» YOUR INSTRUCTIONS: Output, as a JSON list of strings with one string per line and blank lines omitted, the lines of the records between the line containing "Each <instance> block contains" and the line containing "box: [416, 249, 437, 283]", inclusive.

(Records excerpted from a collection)
BEGIN
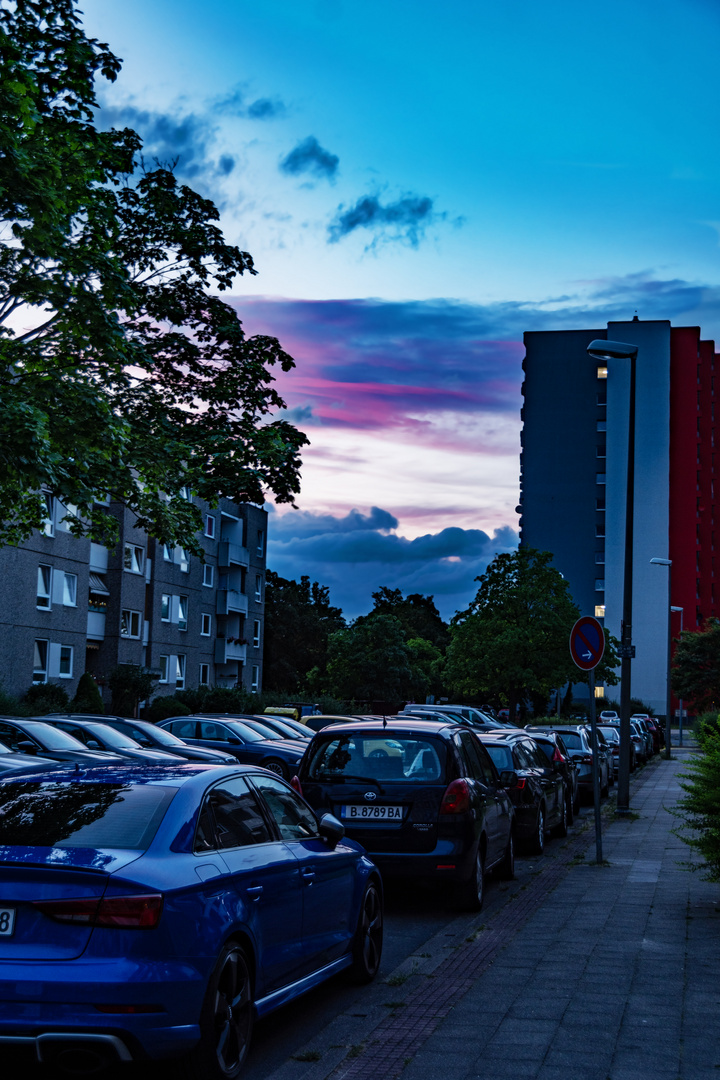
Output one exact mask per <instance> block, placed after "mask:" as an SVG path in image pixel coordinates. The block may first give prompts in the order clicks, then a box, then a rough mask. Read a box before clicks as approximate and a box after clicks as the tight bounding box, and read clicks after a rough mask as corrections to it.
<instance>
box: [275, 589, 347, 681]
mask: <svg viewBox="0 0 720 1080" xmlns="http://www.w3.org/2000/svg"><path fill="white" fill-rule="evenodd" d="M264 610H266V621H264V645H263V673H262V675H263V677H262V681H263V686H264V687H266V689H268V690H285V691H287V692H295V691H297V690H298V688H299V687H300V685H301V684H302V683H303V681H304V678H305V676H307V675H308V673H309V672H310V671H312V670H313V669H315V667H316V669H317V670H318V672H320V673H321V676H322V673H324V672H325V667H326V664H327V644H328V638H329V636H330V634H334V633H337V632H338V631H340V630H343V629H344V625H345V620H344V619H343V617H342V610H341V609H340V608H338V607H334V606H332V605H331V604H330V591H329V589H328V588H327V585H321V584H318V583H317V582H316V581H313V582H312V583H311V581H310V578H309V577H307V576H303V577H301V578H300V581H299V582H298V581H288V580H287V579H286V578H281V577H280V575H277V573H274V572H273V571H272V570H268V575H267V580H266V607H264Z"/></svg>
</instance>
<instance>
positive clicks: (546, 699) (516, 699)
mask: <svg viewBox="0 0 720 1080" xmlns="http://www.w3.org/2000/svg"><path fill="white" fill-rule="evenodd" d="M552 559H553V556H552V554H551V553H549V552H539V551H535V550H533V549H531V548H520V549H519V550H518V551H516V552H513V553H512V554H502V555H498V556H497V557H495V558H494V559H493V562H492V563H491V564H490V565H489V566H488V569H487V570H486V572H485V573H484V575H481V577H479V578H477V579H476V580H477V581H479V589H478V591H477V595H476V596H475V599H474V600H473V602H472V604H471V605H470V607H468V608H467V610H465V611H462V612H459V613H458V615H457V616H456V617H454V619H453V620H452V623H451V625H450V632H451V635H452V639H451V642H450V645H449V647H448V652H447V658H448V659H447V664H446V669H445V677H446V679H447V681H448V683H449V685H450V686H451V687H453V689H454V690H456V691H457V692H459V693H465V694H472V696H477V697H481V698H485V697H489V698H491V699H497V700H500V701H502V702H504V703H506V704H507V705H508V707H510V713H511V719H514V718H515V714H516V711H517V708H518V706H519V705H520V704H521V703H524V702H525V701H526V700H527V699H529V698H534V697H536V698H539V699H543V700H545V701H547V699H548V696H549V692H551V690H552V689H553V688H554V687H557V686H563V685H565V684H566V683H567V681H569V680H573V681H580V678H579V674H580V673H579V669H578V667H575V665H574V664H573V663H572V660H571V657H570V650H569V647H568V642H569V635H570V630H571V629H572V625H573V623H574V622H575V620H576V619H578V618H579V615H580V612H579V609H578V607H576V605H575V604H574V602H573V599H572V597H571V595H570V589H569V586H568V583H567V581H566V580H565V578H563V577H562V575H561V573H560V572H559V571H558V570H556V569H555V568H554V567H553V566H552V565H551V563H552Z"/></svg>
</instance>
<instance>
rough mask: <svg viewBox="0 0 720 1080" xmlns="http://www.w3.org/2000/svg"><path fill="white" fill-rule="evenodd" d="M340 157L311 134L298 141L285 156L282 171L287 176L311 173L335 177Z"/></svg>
END
BEGIN
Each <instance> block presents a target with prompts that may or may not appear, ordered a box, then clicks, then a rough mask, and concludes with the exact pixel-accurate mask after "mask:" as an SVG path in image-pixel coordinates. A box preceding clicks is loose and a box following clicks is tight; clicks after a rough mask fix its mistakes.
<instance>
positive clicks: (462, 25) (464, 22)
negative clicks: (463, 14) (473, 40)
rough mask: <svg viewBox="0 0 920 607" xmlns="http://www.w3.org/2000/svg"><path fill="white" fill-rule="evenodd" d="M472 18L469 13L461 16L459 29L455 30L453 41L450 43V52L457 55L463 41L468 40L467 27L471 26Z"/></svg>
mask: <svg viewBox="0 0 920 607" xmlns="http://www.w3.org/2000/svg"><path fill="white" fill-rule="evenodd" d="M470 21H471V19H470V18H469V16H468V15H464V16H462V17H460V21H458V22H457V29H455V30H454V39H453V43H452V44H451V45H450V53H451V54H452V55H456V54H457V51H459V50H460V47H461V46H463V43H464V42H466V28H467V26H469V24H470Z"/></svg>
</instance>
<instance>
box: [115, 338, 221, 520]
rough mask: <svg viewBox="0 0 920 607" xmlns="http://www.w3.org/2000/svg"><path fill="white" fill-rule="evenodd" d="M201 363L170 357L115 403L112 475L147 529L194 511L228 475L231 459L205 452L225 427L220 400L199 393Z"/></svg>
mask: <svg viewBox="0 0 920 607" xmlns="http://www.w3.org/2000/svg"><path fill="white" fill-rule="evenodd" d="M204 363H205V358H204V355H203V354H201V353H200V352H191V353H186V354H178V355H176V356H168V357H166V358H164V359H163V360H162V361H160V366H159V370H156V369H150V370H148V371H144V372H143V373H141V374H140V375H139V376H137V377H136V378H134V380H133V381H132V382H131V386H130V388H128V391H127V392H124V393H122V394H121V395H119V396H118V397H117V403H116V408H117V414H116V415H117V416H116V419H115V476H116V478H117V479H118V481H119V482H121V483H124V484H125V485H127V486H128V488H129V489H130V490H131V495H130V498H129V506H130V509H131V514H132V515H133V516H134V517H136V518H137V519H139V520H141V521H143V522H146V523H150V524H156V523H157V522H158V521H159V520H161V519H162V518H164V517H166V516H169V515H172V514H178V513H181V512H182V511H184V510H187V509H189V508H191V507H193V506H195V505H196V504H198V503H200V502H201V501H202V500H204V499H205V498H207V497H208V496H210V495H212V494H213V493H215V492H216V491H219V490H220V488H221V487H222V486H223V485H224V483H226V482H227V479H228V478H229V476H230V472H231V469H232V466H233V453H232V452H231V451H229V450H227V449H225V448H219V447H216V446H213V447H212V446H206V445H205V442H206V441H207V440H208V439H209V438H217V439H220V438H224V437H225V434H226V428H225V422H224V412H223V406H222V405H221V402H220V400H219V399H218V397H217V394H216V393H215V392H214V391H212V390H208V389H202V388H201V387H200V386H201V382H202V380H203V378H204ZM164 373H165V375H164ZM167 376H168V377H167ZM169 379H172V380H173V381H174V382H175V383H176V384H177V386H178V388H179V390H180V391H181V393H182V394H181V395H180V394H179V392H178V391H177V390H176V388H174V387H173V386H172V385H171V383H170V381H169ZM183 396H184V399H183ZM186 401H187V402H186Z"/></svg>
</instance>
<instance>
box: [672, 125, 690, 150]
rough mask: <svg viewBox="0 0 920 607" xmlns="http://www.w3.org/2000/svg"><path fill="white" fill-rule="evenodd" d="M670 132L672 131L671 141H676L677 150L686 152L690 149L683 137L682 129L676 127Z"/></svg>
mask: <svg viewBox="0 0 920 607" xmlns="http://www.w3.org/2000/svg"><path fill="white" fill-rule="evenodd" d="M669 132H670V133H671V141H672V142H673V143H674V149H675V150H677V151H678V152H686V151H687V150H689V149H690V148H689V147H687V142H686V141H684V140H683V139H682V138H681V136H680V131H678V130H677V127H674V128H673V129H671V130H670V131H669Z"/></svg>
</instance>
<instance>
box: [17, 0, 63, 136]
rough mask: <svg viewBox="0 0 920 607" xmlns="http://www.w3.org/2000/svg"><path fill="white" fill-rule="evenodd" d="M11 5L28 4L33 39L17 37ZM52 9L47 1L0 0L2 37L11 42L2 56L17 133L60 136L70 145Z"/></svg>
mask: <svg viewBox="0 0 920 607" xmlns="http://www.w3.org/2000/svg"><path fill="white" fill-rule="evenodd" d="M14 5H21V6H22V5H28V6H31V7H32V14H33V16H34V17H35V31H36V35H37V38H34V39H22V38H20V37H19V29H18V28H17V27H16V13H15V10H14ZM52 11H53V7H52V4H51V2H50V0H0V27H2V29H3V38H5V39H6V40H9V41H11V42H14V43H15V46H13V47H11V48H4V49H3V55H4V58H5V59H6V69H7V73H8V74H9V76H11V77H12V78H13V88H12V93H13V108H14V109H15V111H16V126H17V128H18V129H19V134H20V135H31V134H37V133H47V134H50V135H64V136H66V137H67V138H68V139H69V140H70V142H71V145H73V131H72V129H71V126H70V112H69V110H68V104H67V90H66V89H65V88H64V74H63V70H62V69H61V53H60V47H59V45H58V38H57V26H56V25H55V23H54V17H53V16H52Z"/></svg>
END
BEGIN
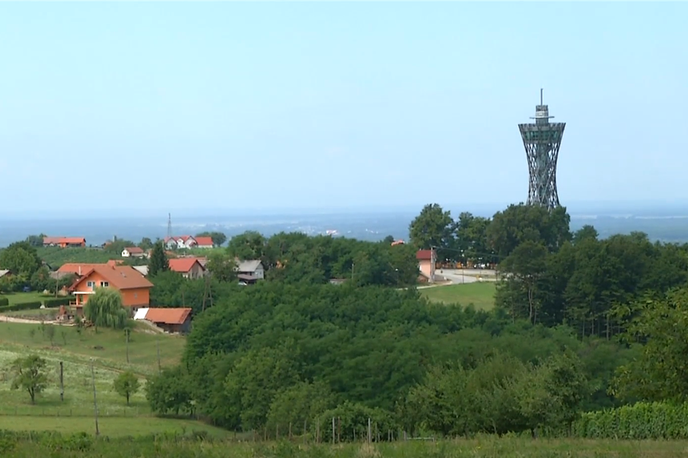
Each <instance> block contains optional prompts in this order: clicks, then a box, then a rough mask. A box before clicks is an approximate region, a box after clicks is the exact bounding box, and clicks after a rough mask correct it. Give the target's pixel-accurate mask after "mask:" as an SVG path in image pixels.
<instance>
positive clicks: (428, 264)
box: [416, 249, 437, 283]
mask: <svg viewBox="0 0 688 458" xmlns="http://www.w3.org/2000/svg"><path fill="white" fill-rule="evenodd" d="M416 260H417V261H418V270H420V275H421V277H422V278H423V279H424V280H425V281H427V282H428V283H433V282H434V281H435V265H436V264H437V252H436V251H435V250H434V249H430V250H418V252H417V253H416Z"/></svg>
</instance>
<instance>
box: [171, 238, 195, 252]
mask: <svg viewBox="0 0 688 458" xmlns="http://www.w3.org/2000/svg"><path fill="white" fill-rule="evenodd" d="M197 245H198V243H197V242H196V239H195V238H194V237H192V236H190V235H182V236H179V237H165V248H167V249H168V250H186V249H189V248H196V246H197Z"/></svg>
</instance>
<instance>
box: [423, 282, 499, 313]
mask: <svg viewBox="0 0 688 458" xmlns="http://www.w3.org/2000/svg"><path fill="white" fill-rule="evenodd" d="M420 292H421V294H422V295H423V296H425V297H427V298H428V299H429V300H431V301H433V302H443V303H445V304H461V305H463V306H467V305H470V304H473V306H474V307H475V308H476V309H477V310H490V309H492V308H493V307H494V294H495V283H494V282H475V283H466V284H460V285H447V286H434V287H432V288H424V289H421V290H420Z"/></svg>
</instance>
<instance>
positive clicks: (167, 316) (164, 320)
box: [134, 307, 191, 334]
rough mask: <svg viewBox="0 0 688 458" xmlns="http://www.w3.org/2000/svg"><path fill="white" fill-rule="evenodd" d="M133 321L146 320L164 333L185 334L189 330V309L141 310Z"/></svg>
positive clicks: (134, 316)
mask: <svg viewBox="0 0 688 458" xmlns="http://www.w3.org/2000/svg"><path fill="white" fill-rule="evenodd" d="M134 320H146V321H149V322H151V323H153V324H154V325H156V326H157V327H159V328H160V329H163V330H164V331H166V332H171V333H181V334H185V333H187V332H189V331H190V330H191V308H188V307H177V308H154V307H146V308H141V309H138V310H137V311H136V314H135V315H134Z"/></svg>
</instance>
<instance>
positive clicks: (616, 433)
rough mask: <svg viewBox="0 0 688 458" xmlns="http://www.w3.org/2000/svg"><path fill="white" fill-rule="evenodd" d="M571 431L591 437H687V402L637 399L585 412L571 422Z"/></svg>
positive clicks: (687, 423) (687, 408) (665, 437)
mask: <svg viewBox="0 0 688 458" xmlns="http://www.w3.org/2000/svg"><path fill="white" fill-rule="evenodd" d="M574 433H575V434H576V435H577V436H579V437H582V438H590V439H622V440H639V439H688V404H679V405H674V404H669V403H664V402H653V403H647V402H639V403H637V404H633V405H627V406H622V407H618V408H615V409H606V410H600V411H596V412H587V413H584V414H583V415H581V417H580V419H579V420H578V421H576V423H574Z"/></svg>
END
» SOLUTION:
[
  "Each <instance> block contains optional prompts in this order: clicks, then a box, then a rough mask. A box before clicks is an approximate region, a box after clicks is the exact bounding box, and clicks after a rough mask correct it. Give the target's pixel-accurate mask after \"mask:\" as an SVG path in image pixels.",
  "<instance>",
  "positive clicks: (428, 264)",
  "box: [416, 249, 437, 283]"
]